▶ [Problem requirements] Emit the line that holds "pick out the player's bare" and all lines following it through the end of the data, verbatim, and nothing else.

Dataset rows
******************************

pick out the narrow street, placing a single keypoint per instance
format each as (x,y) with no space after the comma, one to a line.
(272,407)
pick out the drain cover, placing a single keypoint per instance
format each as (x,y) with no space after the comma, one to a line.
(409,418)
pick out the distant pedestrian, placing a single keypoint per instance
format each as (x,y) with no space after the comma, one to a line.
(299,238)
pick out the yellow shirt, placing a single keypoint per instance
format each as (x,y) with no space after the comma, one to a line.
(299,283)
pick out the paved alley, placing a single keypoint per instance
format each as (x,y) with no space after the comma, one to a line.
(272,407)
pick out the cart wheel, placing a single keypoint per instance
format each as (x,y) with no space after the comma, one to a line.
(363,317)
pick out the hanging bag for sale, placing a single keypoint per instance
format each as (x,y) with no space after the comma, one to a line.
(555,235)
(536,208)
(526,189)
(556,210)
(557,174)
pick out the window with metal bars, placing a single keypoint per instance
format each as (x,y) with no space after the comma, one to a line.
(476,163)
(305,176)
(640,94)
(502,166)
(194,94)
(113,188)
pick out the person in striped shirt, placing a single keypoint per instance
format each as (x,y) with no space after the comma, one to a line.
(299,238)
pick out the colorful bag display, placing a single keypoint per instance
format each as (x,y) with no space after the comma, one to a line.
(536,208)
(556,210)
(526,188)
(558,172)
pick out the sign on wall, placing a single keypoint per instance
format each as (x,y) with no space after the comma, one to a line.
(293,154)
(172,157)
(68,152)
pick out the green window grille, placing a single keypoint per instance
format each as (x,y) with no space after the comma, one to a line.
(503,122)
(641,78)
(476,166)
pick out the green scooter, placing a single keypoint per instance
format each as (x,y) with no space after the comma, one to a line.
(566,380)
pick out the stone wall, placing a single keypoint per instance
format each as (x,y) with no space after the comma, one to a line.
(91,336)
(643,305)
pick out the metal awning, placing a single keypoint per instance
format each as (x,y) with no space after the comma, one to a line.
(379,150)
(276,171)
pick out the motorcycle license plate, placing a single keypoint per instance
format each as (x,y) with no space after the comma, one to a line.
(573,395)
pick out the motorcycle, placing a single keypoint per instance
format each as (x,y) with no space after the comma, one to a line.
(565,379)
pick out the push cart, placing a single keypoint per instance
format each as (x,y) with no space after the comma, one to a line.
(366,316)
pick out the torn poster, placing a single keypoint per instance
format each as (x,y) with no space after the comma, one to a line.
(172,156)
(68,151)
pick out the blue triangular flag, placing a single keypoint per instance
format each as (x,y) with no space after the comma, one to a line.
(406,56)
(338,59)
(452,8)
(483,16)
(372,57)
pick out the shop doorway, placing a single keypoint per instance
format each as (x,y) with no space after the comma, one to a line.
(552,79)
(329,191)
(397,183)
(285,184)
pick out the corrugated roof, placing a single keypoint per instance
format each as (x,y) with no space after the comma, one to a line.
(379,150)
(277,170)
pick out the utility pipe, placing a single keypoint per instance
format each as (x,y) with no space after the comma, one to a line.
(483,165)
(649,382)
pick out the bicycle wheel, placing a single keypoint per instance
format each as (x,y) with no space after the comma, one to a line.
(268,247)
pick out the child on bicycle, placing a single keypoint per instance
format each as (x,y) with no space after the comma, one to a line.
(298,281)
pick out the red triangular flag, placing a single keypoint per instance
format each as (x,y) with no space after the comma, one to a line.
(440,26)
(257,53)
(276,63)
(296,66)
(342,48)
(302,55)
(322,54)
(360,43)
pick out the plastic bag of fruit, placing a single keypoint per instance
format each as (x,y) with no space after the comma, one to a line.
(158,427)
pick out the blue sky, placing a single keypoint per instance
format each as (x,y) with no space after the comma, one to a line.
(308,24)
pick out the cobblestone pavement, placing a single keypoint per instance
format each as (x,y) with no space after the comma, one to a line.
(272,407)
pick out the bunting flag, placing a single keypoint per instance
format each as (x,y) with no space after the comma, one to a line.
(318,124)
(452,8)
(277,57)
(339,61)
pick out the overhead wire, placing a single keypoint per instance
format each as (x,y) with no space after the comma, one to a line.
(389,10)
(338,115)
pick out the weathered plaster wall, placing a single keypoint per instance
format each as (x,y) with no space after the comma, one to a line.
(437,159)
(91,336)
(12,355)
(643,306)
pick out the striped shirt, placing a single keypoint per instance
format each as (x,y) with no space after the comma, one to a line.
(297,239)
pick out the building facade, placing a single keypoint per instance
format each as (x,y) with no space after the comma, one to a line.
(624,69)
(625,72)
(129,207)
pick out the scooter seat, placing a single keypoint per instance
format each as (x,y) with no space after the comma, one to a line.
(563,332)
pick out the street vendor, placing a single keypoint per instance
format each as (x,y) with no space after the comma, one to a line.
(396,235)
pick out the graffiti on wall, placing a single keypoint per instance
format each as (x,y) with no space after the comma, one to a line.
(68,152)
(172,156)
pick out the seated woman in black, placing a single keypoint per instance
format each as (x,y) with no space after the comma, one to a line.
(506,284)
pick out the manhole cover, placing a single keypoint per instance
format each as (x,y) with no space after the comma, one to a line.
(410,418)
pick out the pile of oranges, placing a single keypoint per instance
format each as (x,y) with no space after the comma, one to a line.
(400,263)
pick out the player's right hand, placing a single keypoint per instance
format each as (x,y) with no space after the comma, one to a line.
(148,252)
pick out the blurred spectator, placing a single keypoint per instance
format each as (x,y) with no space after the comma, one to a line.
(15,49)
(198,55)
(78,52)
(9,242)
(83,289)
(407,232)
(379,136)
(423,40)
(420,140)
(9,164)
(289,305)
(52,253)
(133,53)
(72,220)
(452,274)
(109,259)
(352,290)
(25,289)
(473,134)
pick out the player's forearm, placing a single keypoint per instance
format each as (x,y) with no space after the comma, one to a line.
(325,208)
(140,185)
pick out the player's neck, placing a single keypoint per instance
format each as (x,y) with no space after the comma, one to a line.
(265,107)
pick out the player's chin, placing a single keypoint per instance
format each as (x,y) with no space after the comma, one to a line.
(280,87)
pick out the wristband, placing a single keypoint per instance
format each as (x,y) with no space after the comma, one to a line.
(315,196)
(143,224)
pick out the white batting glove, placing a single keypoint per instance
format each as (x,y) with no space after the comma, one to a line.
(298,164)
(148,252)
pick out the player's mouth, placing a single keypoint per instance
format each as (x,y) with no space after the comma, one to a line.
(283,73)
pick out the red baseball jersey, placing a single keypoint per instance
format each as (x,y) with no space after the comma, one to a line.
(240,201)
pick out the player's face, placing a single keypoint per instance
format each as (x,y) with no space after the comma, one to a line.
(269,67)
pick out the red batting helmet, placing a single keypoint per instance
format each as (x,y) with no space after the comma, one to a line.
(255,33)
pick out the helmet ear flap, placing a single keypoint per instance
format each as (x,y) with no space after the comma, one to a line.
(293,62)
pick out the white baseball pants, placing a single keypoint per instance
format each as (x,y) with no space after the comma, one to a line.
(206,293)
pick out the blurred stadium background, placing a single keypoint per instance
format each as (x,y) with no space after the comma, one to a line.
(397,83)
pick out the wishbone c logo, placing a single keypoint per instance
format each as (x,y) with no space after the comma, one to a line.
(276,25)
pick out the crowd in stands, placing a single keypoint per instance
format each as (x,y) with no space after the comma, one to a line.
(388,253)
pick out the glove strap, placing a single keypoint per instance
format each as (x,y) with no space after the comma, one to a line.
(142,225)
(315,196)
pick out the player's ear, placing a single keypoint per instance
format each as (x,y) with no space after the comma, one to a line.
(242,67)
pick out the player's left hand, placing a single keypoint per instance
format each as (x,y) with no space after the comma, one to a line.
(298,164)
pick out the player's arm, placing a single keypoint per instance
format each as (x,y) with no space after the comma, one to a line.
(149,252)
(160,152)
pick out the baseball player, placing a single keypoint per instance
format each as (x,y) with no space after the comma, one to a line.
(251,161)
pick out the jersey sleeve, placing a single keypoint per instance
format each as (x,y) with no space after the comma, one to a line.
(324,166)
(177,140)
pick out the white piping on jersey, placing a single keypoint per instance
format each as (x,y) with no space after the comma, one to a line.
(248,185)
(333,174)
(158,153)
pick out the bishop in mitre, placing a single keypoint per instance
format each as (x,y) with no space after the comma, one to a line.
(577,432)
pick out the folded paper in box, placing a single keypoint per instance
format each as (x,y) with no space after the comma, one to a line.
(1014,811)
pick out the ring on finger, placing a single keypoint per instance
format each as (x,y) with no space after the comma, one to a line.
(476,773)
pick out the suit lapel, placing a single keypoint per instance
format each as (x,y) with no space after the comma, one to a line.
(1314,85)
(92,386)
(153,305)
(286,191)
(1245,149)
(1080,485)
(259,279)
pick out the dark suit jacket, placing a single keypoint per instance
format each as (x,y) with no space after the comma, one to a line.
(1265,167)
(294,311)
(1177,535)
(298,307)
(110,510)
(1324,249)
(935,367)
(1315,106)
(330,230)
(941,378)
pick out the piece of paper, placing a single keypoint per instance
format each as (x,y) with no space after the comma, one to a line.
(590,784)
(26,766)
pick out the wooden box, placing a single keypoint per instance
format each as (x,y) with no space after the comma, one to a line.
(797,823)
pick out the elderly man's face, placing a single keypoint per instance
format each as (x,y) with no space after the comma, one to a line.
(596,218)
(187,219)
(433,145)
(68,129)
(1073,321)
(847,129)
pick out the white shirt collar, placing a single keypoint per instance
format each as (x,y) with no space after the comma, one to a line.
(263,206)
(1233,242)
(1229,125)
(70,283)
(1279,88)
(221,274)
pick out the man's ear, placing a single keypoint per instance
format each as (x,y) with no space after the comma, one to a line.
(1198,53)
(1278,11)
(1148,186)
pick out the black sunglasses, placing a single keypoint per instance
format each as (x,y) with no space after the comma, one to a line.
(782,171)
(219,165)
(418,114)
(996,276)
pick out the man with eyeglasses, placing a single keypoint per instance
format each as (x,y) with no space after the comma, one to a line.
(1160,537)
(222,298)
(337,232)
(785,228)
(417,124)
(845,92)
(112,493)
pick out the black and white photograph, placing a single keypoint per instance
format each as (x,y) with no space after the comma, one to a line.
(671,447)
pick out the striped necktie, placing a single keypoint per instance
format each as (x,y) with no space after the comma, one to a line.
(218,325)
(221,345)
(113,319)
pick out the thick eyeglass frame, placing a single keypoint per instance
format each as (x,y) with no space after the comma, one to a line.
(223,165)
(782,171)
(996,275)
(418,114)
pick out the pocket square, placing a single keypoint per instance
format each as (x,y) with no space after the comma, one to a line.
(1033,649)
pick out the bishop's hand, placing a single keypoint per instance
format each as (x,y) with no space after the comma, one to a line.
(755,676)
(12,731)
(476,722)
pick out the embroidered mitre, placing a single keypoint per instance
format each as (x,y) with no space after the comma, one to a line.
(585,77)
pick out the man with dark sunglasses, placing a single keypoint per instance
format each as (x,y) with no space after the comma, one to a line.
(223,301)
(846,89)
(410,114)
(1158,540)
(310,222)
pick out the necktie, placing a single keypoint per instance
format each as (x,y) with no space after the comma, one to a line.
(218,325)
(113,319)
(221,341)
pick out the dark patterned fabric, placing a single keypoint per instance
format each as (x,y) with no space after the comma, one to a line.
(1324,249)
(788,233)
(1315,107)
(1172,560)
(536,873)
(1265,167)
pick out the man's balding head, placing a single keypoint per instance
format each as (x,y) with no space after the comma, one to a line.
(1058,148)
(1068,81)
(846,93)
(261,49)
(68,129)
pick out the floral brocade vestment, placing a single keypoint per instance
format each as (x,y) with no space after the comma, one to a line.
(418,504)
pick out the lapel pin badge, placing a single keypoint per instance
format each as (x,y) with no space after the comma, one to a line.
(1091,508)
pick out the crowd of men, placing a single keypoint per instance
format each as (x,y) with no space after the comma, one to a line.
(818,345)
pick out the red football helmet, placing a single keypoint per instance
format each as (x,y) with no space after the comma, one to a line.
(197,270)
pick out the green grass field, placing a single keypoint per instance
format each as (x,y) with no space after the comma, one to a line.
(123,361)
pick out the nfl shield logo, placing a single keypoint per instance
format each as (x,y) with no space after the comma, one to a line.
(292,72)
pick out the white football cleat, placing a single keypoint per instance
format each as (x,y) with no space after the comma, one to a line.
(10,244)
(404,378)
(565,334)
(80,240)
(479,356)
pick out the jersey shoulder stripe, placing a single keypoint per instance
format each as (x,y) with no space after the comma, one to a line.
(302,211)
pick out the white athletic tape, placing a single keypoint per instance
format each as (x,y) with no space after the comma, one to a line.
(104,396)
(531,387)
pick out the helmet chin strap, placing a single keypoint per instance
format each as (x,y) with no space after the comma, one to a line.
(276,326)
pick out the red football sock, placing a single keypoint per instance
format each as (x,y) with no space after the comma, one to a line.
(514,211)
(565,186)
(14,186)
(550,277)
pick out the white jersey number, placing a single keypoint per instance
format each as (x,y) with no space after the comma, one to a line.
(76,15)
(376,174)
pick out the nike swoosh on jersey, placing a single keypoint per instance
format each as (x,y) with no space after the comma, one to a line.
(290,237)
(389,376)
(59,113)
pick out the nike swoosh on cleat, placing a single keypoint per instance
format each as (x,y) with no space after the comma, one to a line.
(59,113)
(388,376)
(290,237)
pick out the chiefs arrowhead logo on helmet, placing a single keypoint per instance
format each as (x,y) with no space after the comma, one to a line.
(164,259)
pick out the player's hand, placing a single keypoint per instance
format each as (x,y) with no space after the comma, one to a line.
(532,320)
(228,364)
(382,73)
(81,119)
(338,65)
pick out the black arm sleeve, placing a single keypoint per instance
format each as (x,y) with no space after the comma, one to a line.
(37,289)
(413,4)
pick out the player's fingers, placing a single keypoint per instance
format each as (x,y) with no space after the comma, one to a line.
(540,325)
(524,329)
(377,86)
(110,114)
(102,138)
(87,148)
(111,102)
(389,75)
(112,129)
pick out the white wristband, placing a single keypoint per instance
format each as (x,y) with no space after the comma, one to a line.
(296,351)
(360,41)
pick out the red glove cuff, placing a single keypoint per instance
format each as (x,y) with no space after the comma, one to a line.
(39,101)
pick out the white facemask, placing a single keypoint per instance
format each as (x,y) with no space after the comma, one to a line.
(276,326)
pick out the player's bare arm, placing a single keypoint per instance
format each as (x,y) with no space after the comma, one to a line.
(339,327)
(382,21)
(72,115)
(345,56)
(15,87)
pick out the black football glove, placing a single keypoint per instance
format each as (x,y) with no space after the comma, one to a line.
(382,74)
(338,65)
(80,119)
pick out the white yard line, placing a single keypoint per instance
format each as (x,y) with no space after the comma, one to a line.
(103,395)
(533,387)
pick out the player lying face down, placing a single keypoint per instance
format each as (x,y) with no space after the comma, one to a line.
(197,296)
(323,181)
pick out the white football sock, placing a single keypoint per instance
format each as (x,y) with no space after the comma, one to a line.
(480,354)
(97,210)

******************************

▶ [Answer to the task]
pick out the player's bare arm, placing a single keypoint per instance
format each as (x,y) with no space after the comma, one to a line.
(339,327)
(382,21)
(72,115)
(345,56)
(15,87)
pick out the black football glove, placing a single keypoint per instance
format each as (x,y) with no space after the comma, one to a line.
(382,74)
(338,65)
(80,119)
pick out the white yard line, placing a single keypoint per instance
format each as (x,y) with no space after the comma, one to a line.
(103,395)
(533,387)
pick out the player lying face down, placing a single keypoint per instance
format each as (x,y) with no space after the comma, one to a line.
(197,296)
(323,181)
pick out the white football sock, placing a single keypoint per instance
format each as (x,y) with no space after the comma, one to a line.
(480,354)
(97,210)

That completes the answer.